> Dataset rows:
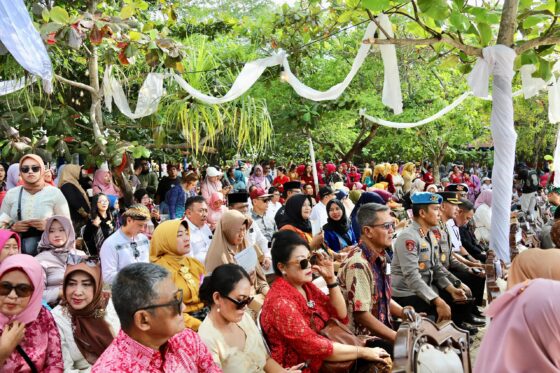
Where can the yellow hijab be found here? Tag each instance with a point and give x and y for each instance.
(186, 272)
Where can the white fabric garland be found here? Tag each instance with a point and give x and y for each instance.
(498, 61)
(251, 72)
(23, 41)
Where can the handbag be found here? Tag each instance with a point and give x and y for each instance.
(337, 332)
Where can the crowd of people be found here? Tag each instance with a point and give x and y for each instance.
(243, 268)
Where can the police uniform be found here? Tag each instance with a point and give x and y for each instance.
(417, 273)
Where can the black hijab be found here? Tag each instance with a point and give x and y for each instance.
(340, 226)
(293, 212)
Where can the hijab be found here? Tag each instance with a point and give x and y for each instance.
(523, 334)
(91, 332)
(534, 263)
(31, 267)
(5, 235)
(71, 175)
(485, 197)
(341, 226)
(293, 212)
(40, 183)
(99, 182)
(229, 225)
(12, 176)
(187, 272)
(45, 244)
(366, 197)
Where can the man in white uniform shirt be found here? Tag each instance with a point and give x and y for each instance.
(196, 211)
(319, 215)
(127, 245)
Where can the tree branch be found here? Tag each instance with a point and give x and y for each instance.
(467, 49)
(533, 43)
(83, 86)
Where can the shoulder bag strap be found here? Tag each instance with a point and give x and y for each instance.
(27, 359)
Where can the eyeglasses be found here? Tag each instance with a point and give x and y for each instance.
(26, 169)
(22, 290)
(90, 261)
(176, 303)
(386, 226)
(240, 304)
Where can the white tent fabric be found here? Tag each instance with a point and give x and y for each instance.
(23, 41)
(251, 72)
(498, 61)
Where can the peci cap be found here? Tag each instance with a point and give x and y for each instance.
(259, 193)
(425, 198)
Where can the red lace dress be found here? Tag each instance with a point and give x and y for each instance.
(286, 322)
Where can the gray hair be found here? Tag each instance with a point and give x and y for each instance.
(134, 288)
(367, 214)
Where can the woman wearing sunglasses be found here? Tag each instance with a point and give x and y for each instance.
(169, 248)
(338, 232)
(30, 340)
(230, 239)
(229, 332)
(295, 309)
(26, 208)
(86, 319)
(10, 244)
(57, 243)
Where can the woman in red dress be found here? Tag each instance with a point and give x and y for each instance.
(295, 309)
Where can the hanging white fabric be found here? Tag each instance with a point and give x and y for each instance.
(10, 86)
(149, 95)
(23, 41)
(498, 61)
(251, 72)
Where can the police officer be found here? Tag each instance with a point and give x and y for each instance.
(417, 274)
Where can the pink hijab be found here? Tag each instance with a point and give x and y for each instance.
(5, 235)
(485, 197)
(34, 271)
(99, 183)
(523, 333)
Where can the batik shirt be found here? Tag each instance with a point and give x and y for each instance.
(366, 284)
(183, 353)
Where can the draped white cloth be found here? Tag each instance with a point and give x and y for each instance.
(252, 71)
(23, 41)
(498, 61)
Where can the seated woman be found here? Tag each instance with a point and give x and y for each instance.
(534, 263)
(295, 310)
(28, 329)
(99, 226)
(298, 211)
(86, 319)
(229, 332)
(338, 232)
(523, 334)
(230, 238)
(10, 244)
(78, 200)
(169, 248)
(57, 243)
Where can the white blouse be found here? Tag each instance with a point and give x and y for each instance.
(74, 361)
(42, 205)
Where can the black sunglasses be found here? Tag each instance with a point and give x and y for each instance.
(240, 304)
(26, 169)
(176, 303)
(90, 261)
(22, 290)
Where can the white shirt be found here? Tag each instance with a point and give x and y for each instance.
(319, 214)
(42, 205)
(118, 251)
(200, 241)
(454, 236)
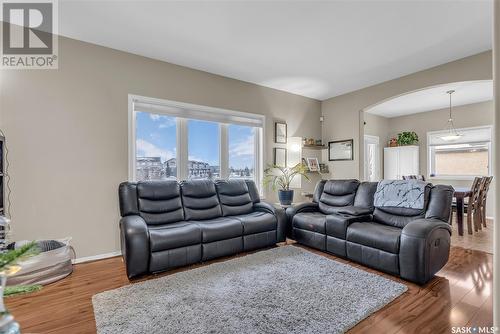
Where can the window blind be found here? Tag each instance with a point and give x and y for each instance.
(190, 111)
(469, 136)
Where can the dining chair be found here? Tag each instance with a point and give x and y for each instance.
(477, 215)
(483, 197)
(472, 206)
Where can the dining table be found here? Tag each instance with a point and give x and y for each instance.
(461, 193)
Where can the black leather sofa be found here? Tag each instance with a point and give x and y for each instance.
(342, 220)
(166, 224)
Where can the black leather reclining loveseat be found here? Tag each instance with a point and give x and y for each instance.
(342, 220)
(165, 224)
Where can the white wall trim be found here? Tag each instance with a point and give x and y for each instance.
(96, 257)
(182, 141)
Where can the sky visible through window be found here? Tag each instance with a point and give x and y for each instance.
(156, 138)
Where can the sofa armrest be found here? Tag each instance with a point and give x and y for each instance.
(337, 223)
(279, 213)
(134, 237)
(301, 207)
(355, 210)
(424, 249)
(423, 228)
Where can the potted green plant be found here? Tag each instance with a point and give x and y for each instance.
(407, 138)
(9, 265)
(280, 178)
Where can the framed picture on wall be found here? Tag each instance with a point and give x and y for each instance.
(341, 150)
(280, 156)
(280, 133)
(313, 164)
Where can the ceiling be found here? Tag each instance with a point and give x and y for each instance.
(434, 98)
(315, 49)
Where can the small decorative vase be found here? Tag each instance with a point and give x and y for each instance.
(7, 323)
(285, 197)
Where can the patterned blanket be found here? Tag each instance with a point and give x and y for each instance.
(400, 194)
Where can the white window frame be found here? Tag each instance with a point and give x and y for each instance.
(430, 159)
(370, 139)
(182, 137)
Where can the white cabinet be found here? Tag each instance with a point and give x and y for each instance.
(399, 161)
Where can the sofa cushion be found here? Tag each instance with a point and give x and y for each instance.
(310, 221)
(234, 197)
(200, 200)
(375, 235)
(257, 222)
(365, 195)
(337, 193)
(159, 202)
(221, 228)
(400, 217)
(174, 235)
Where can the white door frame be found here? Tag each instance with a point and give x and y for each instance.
(369, 139)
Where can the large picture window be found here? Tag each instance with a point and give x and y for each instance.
(464, 158)
(242, 151)
(203, 150)
(171, 140)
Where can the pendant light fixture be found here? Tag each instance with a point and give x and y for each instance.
(451, 133)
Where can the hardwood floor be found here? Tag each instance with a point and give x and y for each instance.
(460, 295)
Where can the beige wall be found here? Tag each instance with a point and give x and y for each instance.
(496, 53)
(342, 113)
(67, 134)
(477, 114)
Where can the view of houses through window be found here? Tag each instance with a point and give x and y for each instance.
(156, 149)
(466, 157)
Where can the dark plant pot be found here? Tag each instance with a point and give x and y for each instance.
(285, 197)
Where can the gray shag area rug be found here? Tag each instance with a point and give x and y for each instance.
(281, 290)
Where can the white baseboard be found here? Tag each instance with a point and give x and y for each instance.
(96, 257)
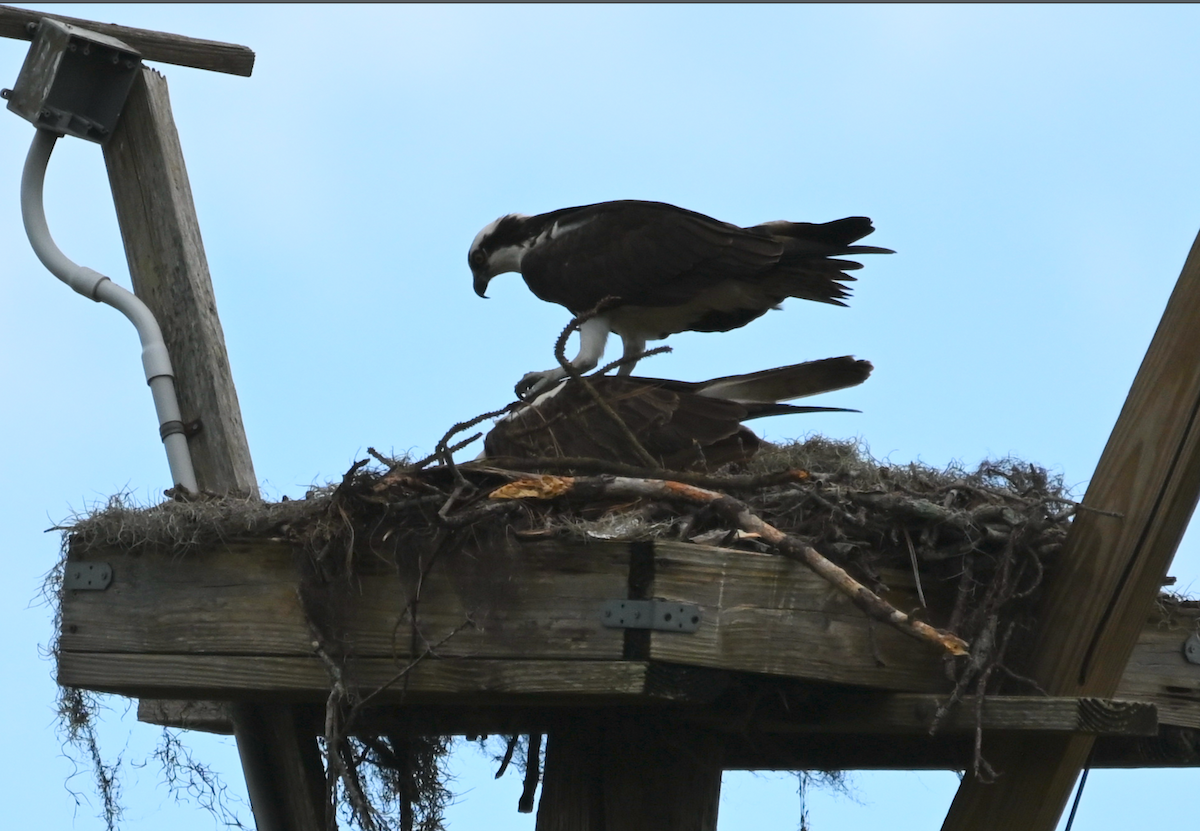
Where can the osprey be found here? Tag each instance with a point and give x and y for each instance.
(682, 424)
(670, 269)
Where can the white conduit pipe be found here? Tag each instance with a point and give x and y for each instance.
(100, 288)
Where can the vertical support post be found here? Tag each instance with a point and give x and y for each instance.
(1109, 573)
(171, 275)
(630, 773)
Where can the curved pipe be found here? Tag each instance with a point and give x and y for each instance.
(100, 288)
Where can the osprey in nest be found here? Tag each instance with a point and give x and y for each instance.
(682, 424)
(669, 270)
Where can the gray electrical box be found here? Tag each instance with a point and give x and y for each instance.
(73, 81)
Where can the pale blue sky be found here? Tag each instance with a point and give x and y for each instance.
(1035, 167)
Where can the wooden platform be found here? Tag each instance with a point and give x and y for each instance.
(511, 639)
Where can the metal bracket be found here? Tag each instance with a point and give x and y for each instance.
(88, 577)
(1192, 649)
(663, 615)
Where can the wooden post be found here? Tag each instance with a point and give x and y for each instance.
(630, 773)
(1109, 573)
(162, 244)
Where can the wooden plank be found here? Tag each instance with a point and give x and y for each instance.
(907, 712)
(186, 715)
(305, 679)
(157, 46)
(766, 614)
(949, 752)
(1157, 670)
(1109, 572)
(171, 275)
(541, 601)
(531, 602)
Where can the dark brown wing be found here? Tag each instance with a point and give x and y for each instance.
(648, 253)
(781, 383)
(675, 428)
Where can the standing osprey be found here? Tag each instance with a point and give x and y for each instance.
(682, 424)
(671, 269)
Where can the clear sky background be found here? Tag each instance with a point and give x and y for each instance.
(1035, 167)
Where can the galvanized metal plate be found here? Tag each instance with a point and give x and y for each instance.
(88, 577)
(1192, 649)
(659, 615)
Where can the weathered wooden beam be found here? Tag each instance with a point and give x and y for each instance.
(905, 712)
(160, 46)
(171, 275)
(1174, 747)
(543, 601)
(169, 271)
(767, 614)
(1109, 572)
(532, 602)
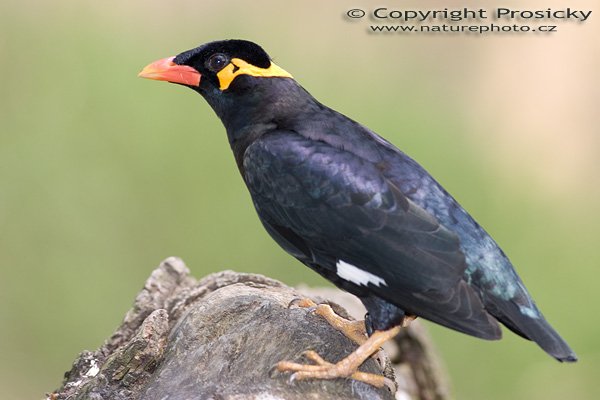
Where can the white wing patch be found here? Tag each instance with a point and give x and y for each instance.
(356, 275)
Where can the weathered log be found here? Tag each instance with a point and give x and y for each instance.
(220, 337)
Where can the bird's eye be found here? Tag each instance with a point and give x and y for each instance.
(217, 62)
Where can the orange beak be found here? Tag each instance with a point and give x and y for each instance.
(166, 70)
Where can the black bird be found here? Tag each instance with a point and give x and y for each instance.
(356, 209)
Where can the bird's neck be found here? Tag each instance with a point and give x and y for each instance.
(261, 106)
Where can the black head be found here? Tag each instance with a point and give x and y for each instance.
(215, 65)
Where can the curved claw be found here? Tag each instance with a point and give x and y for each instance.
(302, 302)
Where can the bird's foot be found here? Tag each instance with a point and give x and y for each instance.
(346, 368)
(353, 330)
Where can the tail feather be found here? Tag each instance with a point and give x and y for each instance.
(532, 326)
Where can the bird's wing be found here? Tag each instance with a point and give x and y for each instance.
(335, 210)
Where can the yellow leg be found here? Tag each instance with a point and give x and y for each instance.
(346, 368)
(353, 330)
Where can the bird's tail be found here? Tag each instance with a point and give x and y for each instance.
(531, 324)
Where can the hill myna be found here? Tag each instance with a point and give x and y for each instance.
(357, 210)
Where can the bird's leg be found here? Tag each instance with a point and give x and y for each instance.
(346, 368)
(353, 330)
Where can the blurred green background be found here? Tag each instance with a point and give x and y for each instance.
(103, 175)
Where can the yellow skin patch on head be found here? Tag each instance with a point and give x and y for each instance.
(241, 67)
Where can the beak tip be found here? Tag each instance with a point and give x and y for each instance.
(166, 70)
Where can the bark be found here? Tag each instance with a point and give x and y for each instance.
(220, 337)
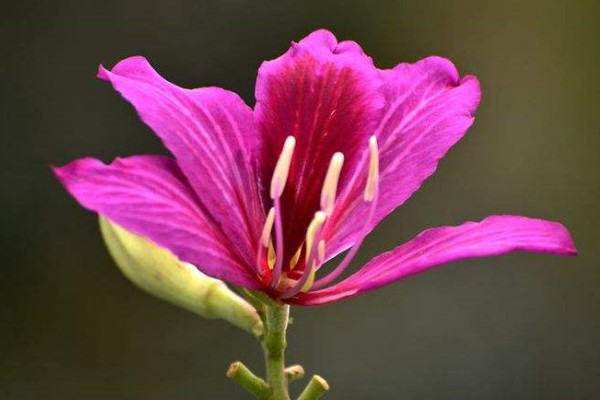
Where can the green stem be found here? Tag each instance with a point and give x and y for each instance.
(315, 389)
(240, 374)
(274, 343)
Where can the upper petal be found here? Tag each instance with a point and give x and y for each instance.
(428, 109)
(328, 96)
(435, 247)
(211, 133)
(149, 196)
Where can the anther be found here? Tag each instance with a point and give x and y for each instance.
(321, 251)
(282, 168)
(266, 234)
(313, 227)
(271, 257)
(295, 258)
(329, 190)
(308, 275)
(373, 178)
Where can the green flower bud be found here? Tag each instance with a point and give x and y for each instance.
(160, 273)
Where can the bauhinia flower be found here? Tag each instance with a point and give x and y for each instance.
(262, 198)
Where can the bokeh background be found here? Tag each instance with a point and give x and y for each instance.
(521, 326)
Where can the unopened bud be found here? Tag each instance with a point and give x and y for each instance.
(160, 273)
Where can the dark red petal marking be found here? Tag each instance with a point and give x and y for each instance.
(327, 95)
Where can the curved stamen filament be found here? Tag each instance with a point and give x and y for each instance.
(266, 233)
(278, 182)
(282, 168)
(313, 234)
(329, 191)
(371, 195)
(265, 240)
(321, 251)
(278, 243)
(373, 177)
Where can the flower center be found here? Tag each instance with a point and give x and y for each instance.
(295, 279)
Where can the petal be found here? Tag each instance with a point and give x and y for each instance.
(328, 96)
(493, 236)
(428, 109)
(149, 196)
(212, 135)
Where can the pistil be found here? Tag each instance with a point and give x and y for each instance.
(278, 182)
(370, 196)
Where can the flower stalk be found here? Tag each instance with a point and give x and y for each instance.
(241, 375)
(274, 343)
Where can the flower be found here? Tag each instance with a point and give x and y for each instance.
(263, 197)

> What this task involves: Quote exactly what appears from the line containing "Where can the unopened" through the final line of the listing above, including both of those lines.

> Exercise output:
Where can the unopened bud be found here? Tag each instance with a point and give x and y for each instance.
(160, 273)
Where can the dark red petal marking be found here? Tag each instance with a point and give x and y for each instance.
(327, 95)
Where can the curved stamen filament be found here? Tag each instance with a point and give x and y for each instance.
(266, 233)
(278, 182)
(282, 168)
(313, 234)
(329, 191)
(371, 195)
(265, 240)
(321, 251)
(278, 243)
(373, 177)
Where can the flower center be found here? Tag each instance with a point and give x and y for each instance.
(295, 279)
Where can the petal be found here? Tag each instance with a point and give x and y for each instance.
(328, 96)
(493, 236)
(428, 109)
(149, 196)
(212, 135)
Where can the pistil be found here? Tag each instance with a point and give x and y for each instance.
(278, 182)
(370, 196)
Where can the flower stalk be found here? Tag each instance with a point and give x and y for each instance.
(241, 375)
(274, 343)
Where can the flower be found here? Tag each instance with a point and give x and y for each instance.
(263, 197)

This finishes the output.